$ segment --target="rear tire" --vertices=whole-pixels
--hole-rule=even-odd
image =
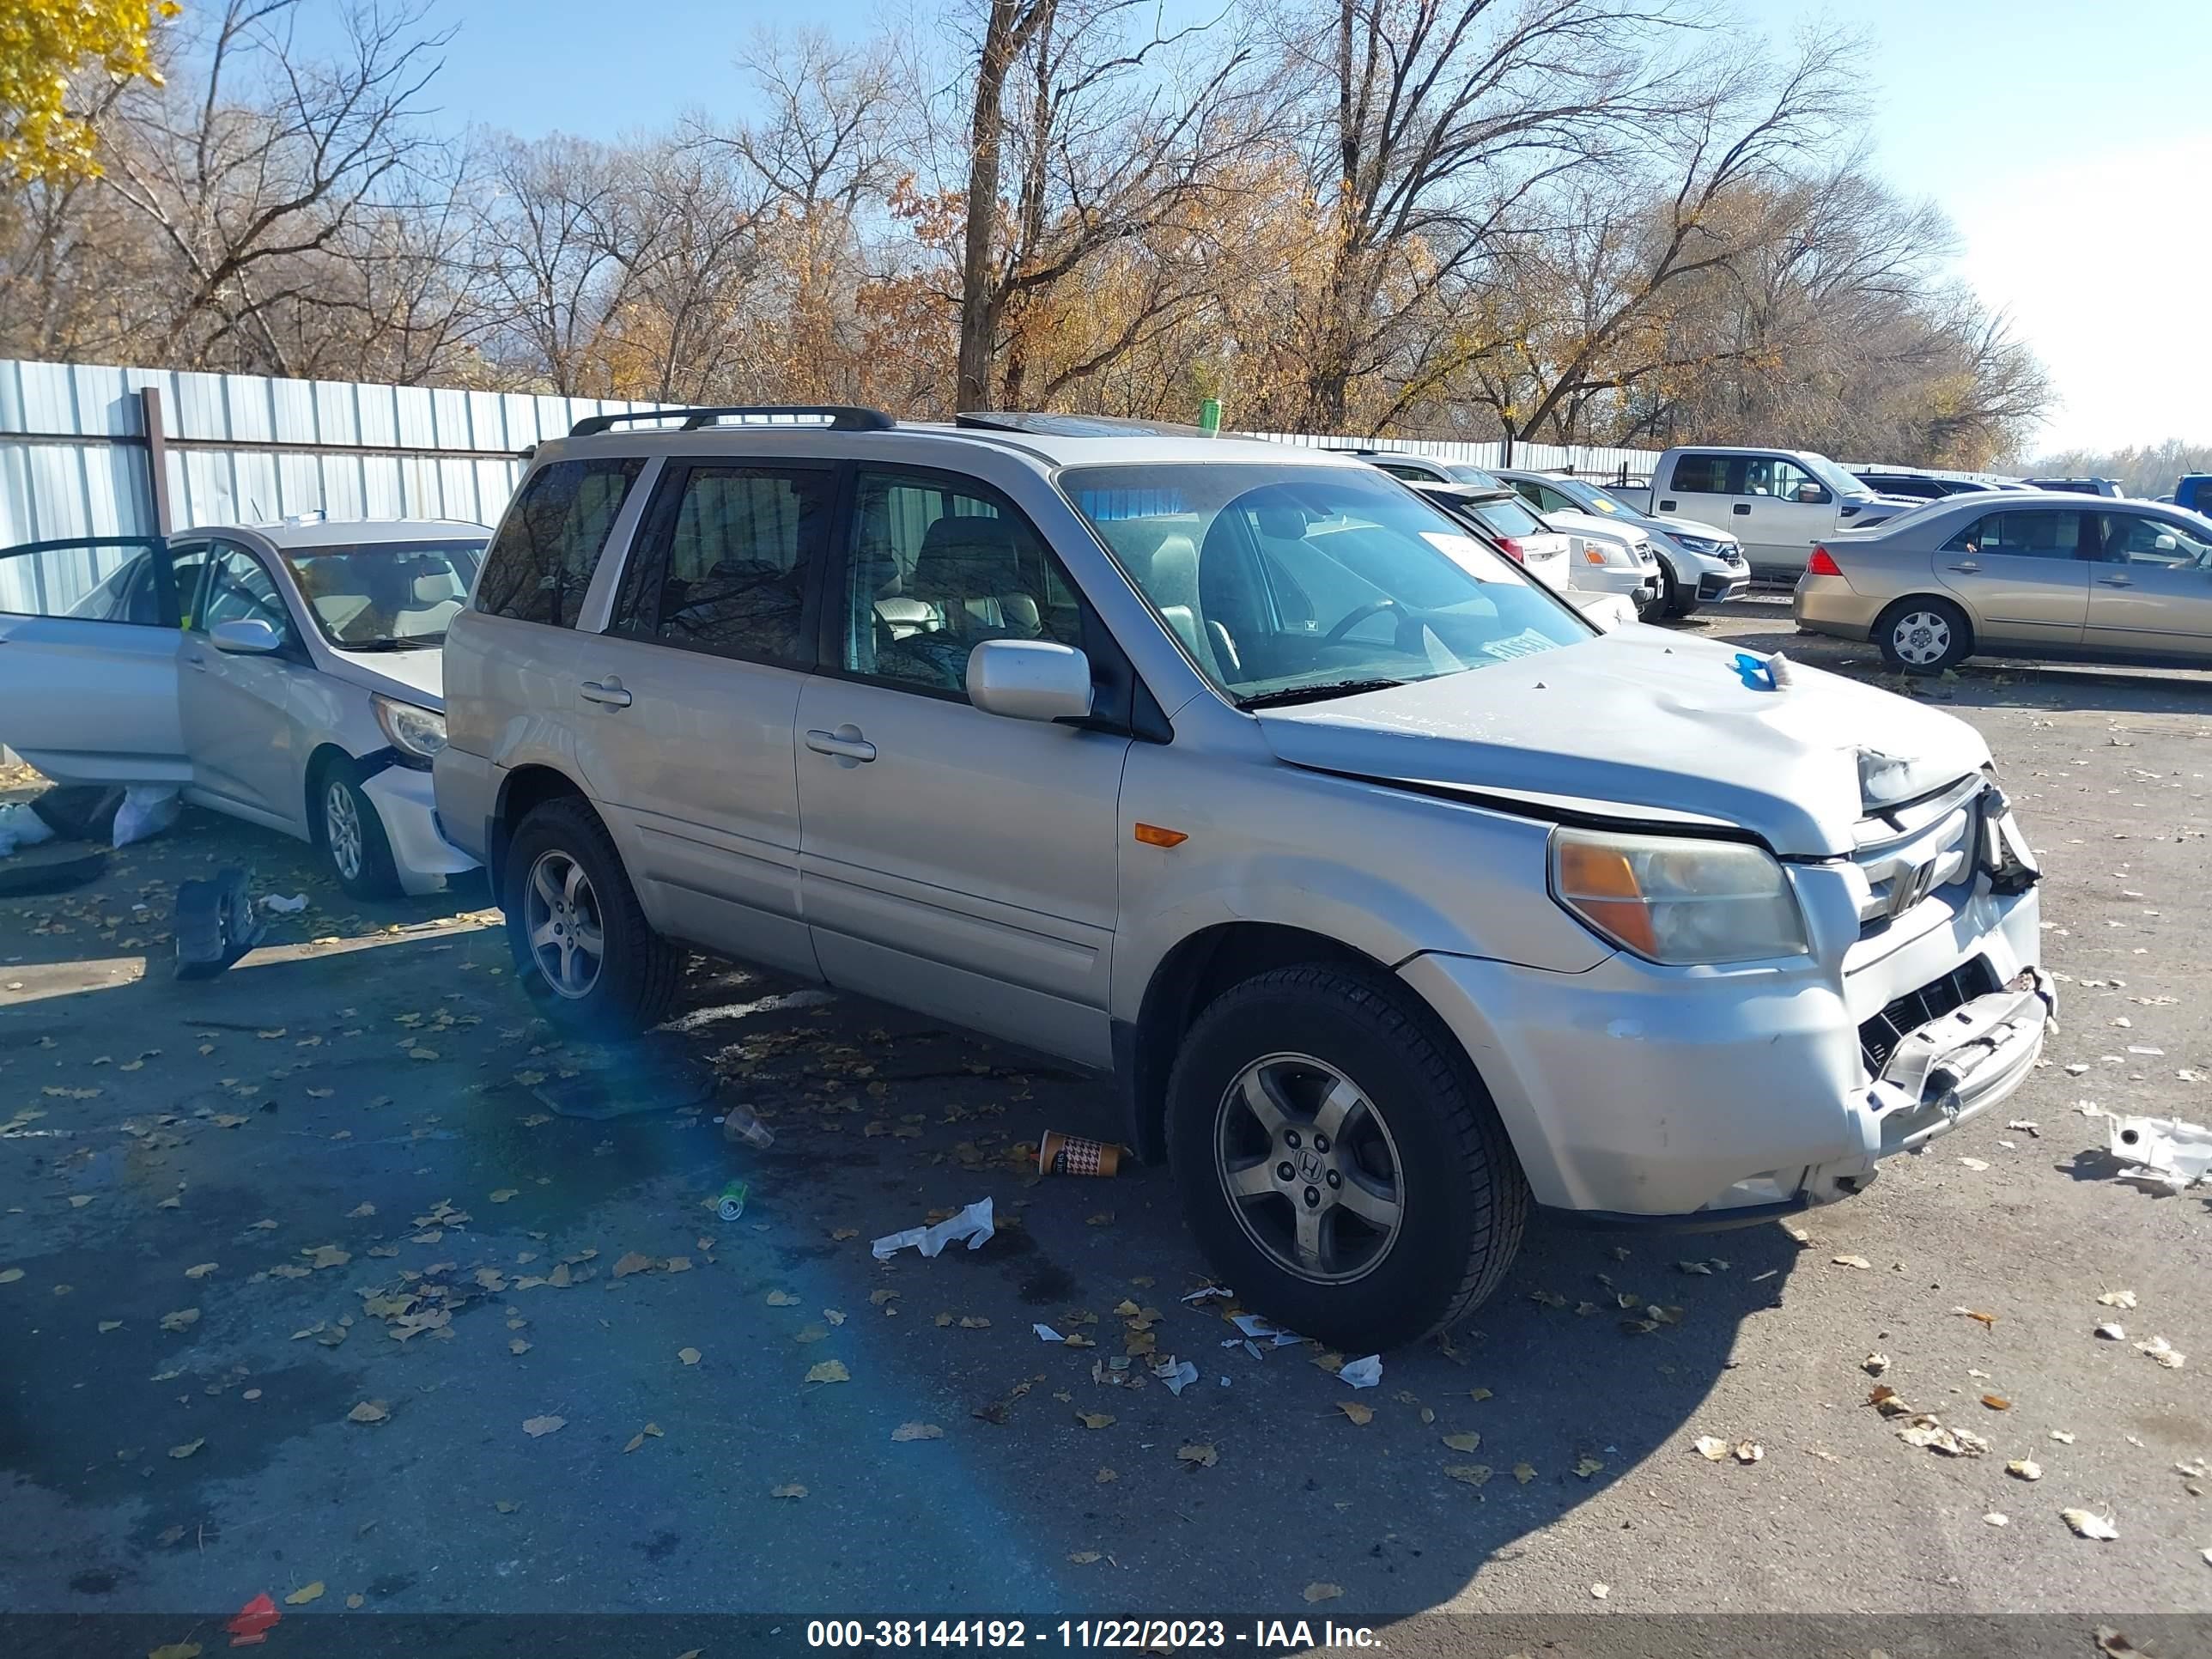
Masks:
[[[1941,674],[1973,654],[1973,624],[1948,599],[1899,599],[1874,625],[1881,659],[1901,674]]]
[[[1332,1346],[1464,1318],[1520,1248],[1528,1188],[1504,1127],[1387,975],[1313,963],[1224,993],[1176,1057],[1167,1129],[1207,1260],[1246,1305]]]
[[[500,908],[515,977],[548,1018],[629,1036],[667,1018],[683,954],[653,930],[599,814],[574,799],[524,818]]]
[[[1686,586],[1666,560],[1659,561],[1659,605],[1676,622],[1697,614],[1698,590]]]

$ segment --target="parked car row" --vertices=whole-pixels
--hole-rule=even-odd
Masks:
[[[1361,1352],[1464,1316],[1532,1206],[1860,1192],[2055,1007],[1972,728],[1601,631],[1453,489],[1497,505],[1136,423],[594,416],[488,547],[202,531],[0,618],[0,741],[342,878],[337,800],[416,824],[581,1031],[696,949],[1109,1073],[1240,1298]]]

===

Exercise: The string "vertices" appears in some lines of the material. Report how many, and nothing more.

Result for this task: 2